# SB 10L brazed oil fittings and misc issues.



## Metal (Oct 16, 2017)

So I've started the teardown and rebuild of my SB 10L, its in really nice condition, besides a few.... things.  I'm fairly certain it is a frankenstein monster of some sort, it has:
-a bed with zigzagging reinforcement bars between the two sides
-a saddle without the long extension out the back
-the QC gearbox with the extra row on the left
-1 3/8" spindle bore


anyways:
1-  One big one, is I cannot find an exploded diagram that includes the locations of the oil fittings, for example there are two tiny holes along the top of the tailstock, one looks like it has a brazed bronze spacer in it, the other is just a hole, obviously the previous owner was a bonehead, one of these should be a zerk fitting to oil the tailstock.

These are all over the place, I need a good way of replacing them with proper fittings or oil cups as they appear to be either brazed or screwed in, cut and filed down and I dont want to damage the cast iron?

2-  the chuck is rusted to the spindle, I've been zapping it with penetrate every day and will give a shot at removing it, I also have another independent chuck I can't get the screws out of (are the "claws" that hold them in stamped in or what?) and a drill chuck I need to disassemble them all to derust, any ideas for those?

3-  Ive done a SB 9" little guy so none of this is really new to me, is there anything specific to the spindle/bearings disassembly I should know for the bigger lathes?


----------



## Dave Paine (Oct 16, 2017)

I think some pictures will help others to understand.  Also what is the serial number.   This provides a lot of information on the as-manufactured lathe.

The lathe bed of my  Heavy 10 has X bracing in the lathe bed.  If this what you mean by zig-zag?




My tailstock has a single Gits oiler on the back side.  This may be missing on your lathe.




I do not know what you mean about a saddle without a long extension.   This is my saddle.and apron.  I do not have a taper attachment. 




The screws for the independent chuck may need the chuck body to be separated in order to get them out.

Good luck with the frozen chuck.  You may need to clamp the spindle cone pulley to hold the spindle fast.  Mount a bar in the chuck jaws then tap with a hammer.   Mine was stuck but not rusted.   I read about avoiding using the back gear since this could break the back gear.


----------



## Metal (Oct 16, 2017)

Maybe its a heavy 10 then, Ive seen other heavy 10's that apparently do not have that "x" reinforcement

I edited your images to show where these "fittings" seem to be located

One above each way on the left side of the saddle, and two on top of the tail stock, ive found one or two on the headstock too


----------



## Dave Paine (Oct 16, 2017)

Download the lubrication PDF from this site.  Look around there are other useful articles.  Someone may have drilled holes in your lathe.

I have also seen SB lathes with the area between the lathe rails more solid with some holes.

SB Lathe lubrication


----------



## Dave Paine (Oct 16, 2017)

I forgot to mention, I have two ball oilers on the left side of the saddle, one for each rail.  These cannot be seen in my picture.


----------



## Metal (Oct 18, 2017)

Well that helps, thanks!

One more question: what is the proper name for these oiler cups that I'll need to replace?


----------



## Dave Paine (Oct 18, 2017)

Do you mean the Gits oiler I show in my tailstock picture?

Available from a number of sources, including EBay.

MSC Direct has these and the ball oilers.

Oilers at MSC Direct


----------



## Bob Korves (Oct 18, 2017)

The common name used by manufacturers and sellers is "oil cover."  Try a search on "Gits oil cover."


----------

- - -

Short task 1: Set down everything in the lathe thread from "One above each" down to "with some holes.".
Short task 2: According to the lathe thread, what name do manufacturers and sellers commonly use for these oiler cups?

Dataset excerpt:
- - -

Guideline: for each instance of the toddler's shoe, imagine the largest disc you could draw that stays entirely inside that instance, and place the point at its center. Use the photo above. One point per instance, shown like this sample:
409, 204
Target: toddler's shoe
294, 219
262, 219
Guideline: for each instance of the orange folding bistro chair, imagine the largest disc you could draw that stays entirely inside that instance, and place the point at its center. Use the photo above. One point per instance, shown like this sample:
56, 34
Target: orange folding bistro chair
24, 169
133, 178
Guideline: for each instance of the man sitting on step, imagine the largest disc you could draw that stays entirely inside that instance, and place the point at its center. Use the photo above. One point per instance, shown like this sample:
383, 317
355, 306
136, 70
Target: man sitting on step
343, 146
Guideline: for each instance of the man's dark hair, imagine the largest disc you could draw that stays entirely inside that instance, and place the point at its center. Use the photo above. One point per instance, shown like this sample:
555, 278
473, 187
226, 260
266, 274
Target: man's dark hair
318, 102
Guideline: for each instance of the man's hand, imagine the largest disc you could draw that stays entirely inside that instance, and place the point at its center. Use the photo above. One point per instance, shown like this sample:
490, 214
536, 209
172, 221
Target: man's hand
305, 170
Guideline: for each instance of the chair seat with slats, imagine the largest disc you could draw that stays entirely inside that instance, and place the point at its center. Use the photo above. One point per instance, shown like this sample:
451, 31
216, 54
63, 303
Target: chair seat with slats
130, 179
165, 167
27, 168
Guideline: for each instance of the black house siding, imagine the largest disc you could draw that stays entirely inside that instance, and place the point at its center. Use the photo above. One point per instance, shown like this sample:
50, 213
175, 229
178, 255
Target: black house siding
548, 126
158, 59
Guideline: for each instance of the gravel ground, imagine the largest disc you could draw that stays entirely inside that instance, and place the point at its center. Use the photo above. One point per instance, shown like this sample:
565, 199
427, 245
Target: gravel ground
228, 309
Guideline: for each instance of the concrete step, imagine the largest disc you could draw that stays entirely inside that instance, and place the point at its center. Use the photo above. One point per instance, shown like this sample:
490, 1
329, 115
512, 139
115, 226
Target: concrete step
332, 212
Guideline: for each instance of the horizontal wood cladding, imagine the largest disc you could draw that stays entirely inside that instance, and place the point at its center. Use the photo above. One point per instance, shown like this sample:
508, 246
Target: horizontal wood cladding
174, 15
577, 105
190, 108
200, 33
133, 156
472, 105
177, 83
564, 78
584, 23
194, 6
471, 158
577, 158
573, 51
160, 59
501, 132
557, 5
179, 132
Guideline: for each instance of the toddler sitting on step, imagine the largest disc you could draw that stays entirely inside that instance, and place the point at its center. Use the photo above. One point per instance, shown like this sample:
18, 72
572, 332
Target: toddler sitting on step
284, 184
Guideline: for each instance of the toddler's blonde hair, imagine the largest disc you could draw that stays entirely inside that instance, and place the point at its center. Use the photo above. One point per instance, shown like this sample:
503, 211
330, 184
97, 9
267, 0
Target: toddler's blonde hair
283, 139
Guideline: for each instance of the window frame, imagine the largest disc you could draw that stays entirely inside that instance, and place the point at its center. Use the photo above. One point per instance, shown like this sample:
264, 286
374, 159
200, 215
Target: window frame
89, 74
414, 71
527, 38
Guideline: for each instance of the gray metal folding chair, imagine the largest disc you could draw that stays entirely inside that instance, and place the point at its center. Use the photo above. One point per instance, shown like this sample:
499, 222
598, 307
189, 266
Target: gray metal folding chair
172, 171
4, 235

- - -

Full response 1:
One above each way on the left side of the saddle, and two on top of the tail stock, ive found one or two on the headstock too


----------



## Dave Paine (Oct 16, 2017)

Download the lubrication PDF from this site.  Look around there are other useful articles.  Someone may have drilled holes in your lathe.

I have also seen SB lathes with the area between the lathe rails more solid with some holes.

Full response 2: Oil cover.